╭─ Data shown
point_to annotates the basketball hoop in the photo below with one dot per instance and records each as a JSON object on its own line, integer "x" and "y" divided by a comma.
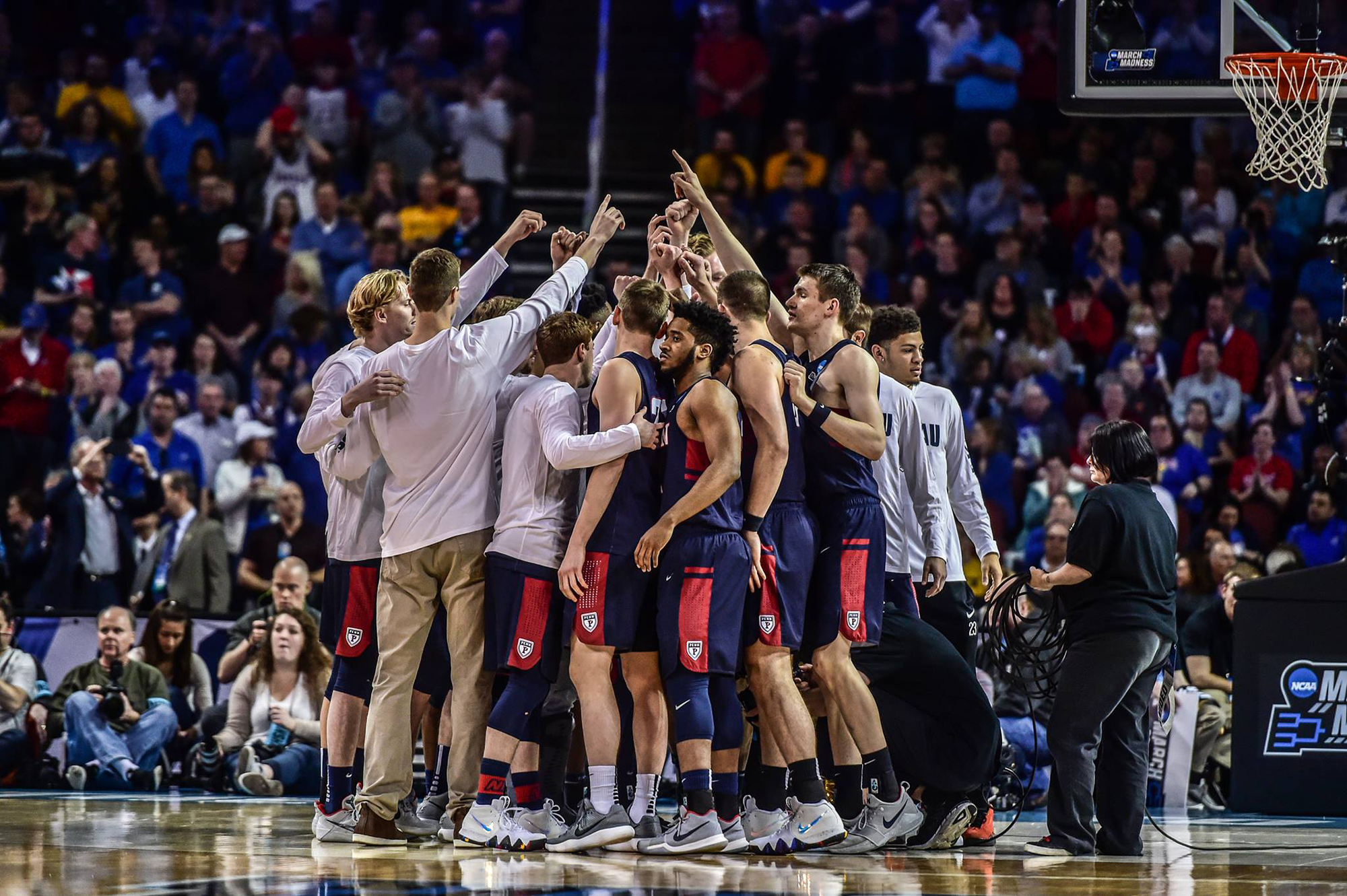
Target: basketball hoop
{"x": 1291, "y": 100}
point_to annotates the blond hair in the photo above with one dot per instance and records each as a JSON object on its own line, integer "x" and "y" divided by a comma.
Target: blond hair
{"x": 376, "y": 289}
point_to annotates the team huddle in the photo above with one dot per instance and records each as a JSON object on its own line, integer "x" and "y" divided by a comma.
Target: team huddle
{"x": 770, "y": 498}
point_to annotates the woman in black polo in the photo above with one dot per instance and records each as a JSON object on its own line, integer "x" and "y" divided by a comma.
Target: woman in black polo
{"x": 1117, "y": 592}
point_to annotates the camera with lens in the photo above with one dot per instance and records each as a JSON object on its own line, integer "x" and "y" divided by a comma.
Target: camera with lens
{"x": 114, "y": 704}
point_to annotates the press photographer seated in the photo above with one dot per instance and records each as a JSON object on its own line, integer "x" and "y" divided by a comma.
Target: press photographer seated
{"x": 115, "y": 714}
{"x": 270, "y": 743}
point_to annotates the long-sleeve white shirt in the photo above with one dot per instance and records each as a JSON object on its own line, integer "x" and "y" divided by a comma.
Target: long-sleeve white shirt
{"x": 942, "y": 423}
{"x": 545, "y": 452}
{"x": 437, "y": 436}
{"x": 356, "y": 506}
{"x": 907, "y": 481}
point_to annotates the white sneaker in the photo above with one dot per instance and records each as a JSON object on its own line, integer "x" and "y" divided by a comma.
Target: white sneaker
{"x": 340, "y": 827}
{"x": 692, "y": 833}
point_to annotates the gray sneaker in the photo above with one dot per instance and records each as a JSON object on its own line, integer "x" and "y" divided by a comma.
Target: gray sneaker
{"x": 692, "y": 833}
{"x": 592, "y": 829}
{"x": 410, "y": 823}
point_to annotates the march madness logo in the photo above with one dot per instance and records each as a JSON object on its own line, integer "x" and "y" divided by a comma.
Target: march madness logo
{"x": 1314, "y": 714}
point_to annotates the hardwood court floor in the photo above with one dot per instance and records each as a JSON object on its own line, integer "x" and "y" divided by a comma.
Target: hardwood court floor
{"x": 189, "y": 844}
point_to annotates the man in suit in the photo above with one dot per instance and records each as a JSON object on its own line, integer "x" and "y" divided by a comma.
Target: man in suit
{"x": 91, "y": 564}
{"x": 188, "y": 560}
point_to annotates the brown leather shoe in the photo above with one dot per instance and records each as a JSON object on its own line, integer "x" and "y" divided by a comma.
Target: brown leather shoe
{"x": 374, "y": 829}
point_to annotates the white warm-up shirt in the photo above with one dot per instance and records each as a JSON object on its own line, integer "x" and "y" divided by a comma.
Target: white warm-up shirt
{"x": 942, "y": 423}
{"x": 545, "y": 452}
{"x": 437, "y": 436}
{"x": 356, "y": 506}
{"x": 909, "y": 485}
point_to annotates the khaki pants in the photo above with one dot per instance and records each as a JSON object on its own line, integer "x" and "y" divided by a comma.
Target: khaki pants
{"x": 412, "y": 587}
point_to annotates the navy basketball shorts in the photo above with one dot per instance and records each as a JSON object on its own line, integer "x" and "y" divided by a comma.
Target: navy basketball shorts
{"x": 847, "y": 591}
{"x": 704, "y": 582}
{"x": 618, "y": 609}
{"x": 900, "y": 594}
{"x": 527, "y": 617}
{"x": 775, "y": 614}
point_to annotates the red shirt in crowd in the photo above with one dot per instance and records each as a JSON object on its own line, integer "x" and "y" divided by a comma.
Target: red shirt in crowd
{"x": 733, "y": 63}
{"x": 1239, "y": 357}
{"x": 20, "y": 408}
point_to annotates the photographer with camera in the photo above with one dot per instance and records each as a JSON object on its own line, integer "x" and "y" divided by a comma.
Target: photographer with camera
{"x": 115, "y": 712}
{"x": 270, "y": 743}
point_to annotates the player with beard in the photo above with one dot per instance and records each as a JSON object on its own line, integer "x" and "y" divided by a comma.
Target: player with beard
{"x": 836, "y": 388}
{"x": 783, "y": 539}
{"x": 704, "y": 578}
{"x": 615, "y": 599}
{"x": 527, "y": 615}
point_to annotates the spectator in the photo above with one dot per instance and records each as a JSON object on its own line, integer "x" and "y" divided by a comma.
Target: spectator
{"x": 209, "y": 428}
{"x": 270, "y": 743}
{"x": 246, "y": 486}
{"x": 289, "y": 536}
{"x": 166, "y": 448}
{"x": 1323, "y": 537}
{"x": 188, "y": 557}
{"x": 173, "y": 139}
{"x": 106, "y": 749}
{"x": 168, "y": 645}
{"x": 161, "y": 372}
{"x": 1261, "y": 474}
{"x": 290, "y": 587}
{"x": 1209, "y": 384}
{"x": 18, "y": 691}
{"x": 337, "y": 240}
{"x": 1209, "y": 650}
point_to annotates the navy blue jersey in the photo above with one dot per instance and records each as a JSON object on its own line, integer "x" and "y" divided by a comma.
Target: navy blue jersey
{"x": 834, "y": 473}
{"x": 794, "y": 477}
{"x": 685, "y": 464}
{"x": 636, "y": 501}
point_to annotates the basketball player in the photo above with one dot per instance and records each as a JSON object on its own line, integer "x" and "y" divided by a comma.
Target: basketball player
{"x": 381, "y": 312}
{"x": 898, "y": 347}
{"x": 527, "y": 615}
{"x": 836, "y": 389}
{"x": 907, "y": 486}
{"x": 704, "y": 578}
{"x": 615, "y": 600}
{"x": 440, "y": 513}
{"x": 783, "y": 539}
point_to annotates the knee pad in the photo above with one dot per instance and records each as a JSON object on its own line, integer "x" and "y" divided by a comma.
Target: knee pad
{"x": 689, "y": 696}
{"x": 518, "y": 712}
{"x": 728, "y": 714}
{"x": 355, "y": 676}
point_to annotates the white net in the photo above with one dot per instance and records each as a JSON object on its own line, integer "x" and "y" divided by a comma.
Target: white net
{"x": 1291, "y": 100}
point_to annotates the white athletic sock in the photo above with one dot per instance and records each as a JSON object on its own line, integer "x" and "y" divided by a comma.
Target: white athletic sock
{"x": 647, "y": 792}
{"x": 603, "y": 788}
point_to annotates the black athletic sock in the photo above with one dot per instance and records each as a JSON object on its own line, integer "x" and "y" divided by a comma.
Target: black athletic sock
{"x": 771, "y": 790}
{"x": 848, "y": 798}
{"x": 879, "y": 776}
{"x": 806, "y": 784}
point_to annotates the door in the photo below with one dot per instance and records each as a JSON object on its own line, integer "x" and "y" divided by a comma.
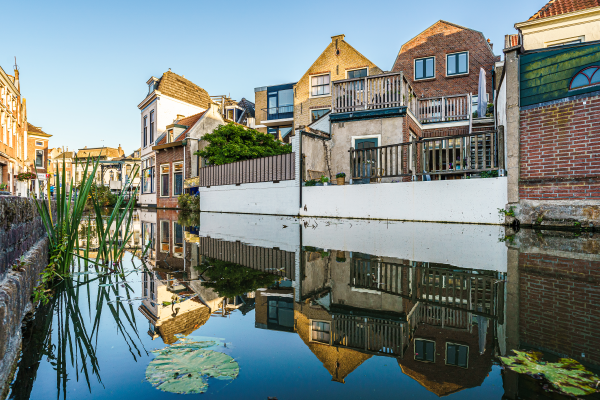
╰─
- What to do -
Word for word and without pictures, please write out only the lines from the start of the entries through the line containing "point_to annotates the blond", both included.

- Answer to this problem -
point_to annotates the basketball hoop in the photo below with one dot per instance and records each as a JSON object on its own line, integer "x" and "y" divided by a comma.
Target: basketball hoop
{"x": 1291, "y": 100}
point_to annotates the blond hair in the photo above with one dot per instance and records each as a JSON object on its own line, integer "x" and "y" divided by a comma.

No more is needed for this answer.